Exercise prompt - Give the data again in full, exactly as written below.

Supplied records -
■ ■ ■ ■ ■ ■ ■

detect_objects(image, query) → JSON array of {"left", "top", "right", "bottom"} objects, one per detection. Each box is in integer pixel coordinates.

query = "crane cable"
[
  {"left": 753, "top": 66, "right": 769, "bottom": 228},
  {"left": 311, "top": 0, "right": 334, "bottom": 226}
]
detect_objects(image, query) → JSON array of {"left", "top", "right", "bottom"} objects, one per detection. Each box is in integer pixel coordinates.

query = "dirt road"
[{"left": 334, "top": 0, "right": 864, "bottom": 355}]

■ ■ ■ ■ ■ ■ ■

Exercise output -
detect_objects(image, query) → JSON array of {"left", "top", "right", "bottom"} objects, one per detection. Each box is in integer pixel coordinates.

query = "crane cable"
[
  {"left": 753, "top": 66, "right": 769, "bottom": 228},
  {"left": 311, "top": 0, "right": 334, "bottom": 226}
]
detect_objects(image, query) → JSON array of {"left", "top", "right", "bottom"} objects, one per detection. Each box is in integer pixel coordinates.

query = "dirt road"
[{"left": 334, "top": 0, "right": 864, "bottom": 355}]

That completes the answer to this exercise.